DOCUMENT »
::::::

C++'s Syntax comes mostly from C and C doesn't provide a function keyword. Instead, it uses a certain syntax to indicate most functions:

[return type] [function name]([paramters]) { } 

So if a function keyword was introduced, we could gain faster parsing and improve readibility. However, you would now have 2 different ways to declare something and you can' t get rid of the old way due to the backwards compability necessity.

But let's assume we ignore the backwards compability argument and suppose it was introduced:

function int square(int a) { //1
    return a * a; 


function square(int a) { //2
    return a * a; 

case 1 simply behaves like a keyword indicator, which has upsides (readiblity, parsing) and downsides (spamming the function declarations with unnecessary noise)

case 2 is a javascript-esque approach, letting the compiler figure out the return type (like auto here). it is probably the most esthetic approach, but C++ is very static typed and this would add a layer of confusion when it's not needed (auto-ness can be useful, but is certainly not always wanted).

::::::

(Items from a dataset)
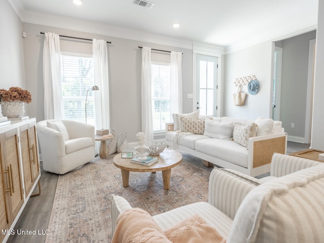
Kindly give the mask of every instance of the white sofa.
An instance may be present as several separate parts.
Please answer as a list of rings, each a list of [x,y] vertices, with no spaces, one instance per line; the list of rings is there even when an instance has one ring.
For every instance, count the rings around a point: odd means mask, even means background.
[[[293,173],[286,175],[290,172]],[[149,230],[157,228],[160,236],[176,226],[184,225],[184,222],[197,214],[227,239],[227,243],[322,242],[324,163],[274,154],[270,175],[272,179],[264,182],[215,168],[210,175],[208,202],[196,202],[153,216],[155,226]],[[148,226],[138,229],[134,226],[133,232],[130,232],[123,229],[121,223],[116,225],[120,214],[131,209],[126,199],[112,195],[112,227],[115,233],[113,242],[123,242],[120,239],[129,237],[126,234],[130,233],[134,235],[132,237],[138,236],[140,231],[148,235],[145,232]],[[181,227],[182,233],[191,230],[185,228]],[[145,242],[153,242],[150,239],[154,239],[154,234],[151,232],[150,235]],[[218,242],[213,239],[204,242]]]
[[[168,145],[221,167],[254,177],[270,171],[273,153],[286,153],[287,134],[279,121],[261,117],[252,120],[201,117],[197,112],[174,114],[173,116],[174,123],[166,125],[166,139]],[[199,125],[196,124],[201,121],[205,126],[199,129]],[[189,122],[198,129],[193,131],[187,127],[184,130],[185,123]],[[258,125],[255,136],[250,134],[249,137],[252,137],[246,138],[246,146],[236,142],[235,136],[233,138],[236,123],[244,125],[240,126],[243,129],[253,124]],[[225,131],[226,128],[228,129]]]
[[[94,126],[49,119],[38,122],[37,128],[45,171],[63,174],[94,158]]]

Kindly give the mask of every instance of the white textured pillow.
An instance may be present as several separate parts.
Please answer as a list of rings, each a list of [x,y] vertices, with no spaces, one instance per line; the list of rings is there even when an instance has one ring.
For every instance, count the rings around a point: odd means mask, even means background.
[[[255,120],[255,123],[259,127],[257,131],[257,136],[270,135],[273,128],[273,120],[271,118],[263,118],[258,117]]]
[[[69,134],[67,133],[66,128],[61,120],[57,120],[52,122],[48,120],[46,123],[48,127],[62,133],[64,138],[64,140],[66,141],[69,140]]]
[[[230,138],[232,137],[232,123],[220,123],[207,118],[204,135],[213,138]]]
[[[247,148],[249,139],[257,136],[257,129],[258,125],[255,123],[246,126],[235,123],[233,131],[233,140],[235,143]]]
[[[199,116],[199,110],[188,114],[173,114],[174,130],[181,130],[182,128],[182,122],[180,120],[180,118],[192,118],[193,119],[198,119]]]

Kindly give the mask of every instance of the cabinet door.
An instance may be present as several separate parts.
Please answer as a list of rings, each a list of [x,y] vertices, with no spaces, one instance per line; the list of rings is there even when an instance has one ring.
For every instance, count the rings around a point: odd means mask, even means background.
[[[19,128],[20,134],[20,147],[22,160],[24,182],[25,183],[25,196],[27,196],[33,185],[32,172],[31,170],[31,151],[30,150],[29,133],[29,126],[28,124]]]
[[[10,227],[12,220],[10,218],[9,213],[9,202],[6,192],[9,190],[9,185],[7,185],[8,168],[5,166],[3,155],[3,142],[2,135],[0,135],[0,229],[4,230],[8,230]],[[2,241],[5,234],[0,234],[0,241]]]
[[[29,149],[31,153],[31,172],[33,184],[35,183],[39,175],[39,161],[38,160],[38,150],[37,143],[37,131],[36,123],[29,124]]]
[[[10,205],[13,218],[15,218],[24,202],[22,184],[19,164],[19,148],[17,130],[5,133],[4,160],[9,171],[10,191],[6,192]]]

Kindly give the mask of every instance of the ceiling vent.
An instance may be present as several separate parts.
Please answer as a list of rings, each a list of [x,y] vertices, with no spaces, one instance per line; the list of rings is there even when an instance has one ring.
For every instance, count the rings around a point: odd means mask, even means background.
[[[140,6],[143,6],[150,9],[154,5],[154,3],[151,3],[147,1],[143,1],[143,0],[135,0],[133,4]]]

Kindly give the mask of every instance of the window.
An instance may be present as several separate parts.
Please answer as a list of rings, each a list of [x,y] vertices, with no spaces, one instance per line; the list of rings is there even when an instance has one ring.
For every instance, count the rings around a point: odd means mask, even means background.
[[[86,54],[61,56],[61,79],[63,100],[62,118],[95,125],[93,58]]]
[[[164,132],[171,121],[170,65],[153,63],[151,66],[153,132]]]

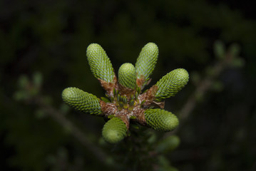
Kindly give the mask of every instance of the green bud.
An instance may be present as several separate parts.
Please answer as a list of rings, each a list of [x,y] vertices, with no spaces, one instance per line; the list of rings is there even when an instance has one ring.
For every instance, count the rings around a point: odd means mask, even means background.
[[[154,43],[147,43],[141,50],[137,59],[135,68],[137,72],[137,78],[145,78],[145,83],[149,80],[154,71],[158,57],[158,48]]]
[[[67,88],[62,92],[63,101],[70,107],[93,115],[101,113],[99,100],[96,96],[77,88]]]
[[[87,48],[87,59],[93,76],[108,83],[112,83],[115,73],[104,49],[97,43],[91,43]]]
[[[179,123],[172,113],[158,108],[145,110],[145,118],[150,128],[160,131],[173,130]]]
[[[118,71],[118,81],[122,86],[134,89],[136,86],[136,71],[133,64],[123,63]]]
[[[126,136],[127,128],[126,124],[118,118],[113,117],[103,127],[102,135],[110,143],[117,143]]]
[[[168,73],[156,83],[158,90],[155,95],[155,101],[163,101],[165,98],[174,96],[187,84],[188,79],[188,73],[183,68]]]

::::::

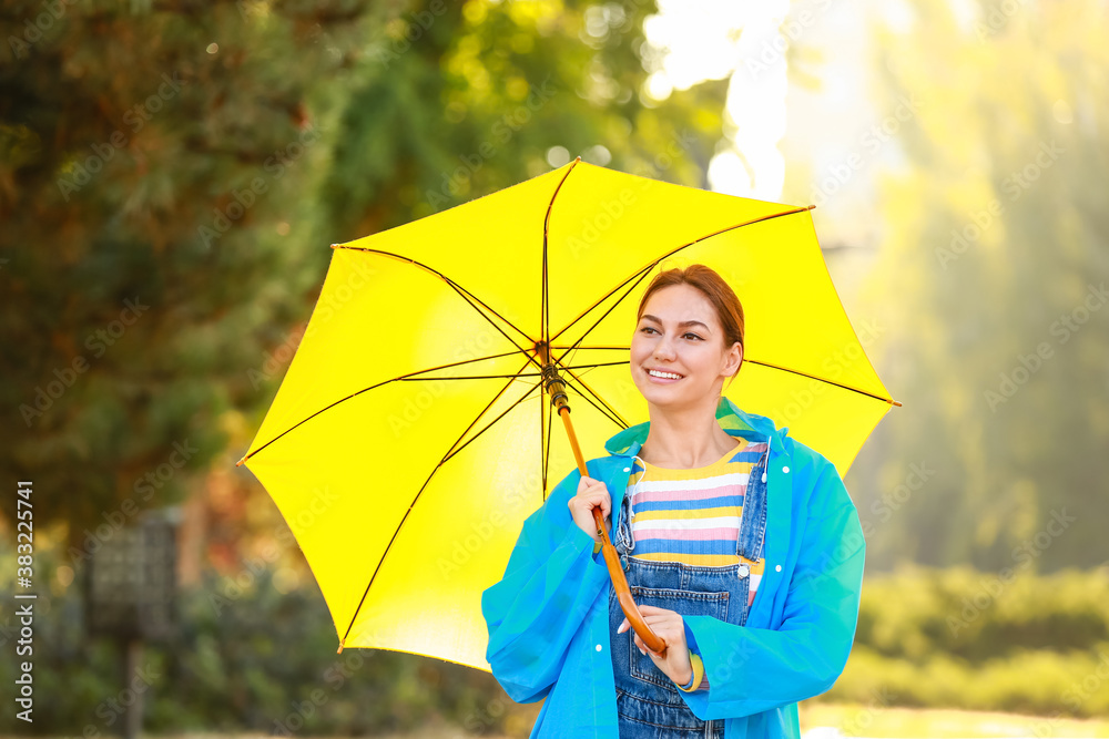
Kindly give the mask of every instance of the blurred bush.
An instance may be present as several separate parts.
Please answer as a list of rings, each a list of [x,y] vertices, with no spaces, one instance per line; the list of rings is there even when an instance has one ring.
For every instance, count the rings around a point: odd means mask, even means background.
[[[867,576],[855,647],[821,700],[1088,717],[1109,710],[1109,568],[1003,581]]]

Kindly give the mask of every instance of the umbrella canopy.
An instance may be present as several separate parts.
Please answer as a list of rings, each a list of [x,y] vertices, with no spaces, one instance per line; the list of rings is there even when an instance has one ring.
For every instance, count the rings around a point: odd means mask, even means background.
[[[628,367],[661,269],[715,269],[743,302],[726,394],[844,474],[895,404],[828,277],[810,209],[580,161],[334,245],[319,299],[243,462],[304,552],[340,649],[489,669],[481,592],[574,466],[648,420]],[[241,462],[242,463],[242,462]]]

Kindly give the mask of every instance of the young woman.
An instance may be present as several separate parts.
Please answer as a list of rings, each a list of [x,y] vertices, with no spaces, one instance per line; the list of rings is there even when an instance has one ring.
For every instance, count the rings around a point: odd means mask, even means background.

::::::

Continue the discussion of adding a function keyword to C++, picking up right after its final sentence.

So in the end it seems like these medium benefits just didn't justify the cost that would have came with introducing such a keyword.

extra bit:

since C++11 the language features would allow you to argue for a perticular approach:

function square(int a) -> int { 
    return a * a; 

and this would certainly be a pretty solid solution! But it seems like the discussion about a function keyword has long subsided. Which is understandable when there are many other, probably more important, priorities to discuss while innovating on the newest C++ releases.


Well, despite being a sort of a modern language (at least, I think that C++17 IS a modern language, but this is IMHO), C++ has to carry the backward compatibility with most of the C and C++ versions that were created in the past 50 years or so. At that time it was completely new field of work, no one really knew how to do it better. It was 1978! C creators thought that this would be enough, its completely their decision.

Implementing new keywords now would break existing code, so I don't think its okay to do that.

Modern languages like Rust, Kotlin and others had an impeccable amount of time to consider what is good and what is not based on currently existing languages, those that were used in the past and then disappeared, etc.

To be honest, I think that current syntax is pretty okay and nothing needs to be done about it.

Most vexing parse, of course, is a problem, but a well-known one to nearly everyone that uses C++.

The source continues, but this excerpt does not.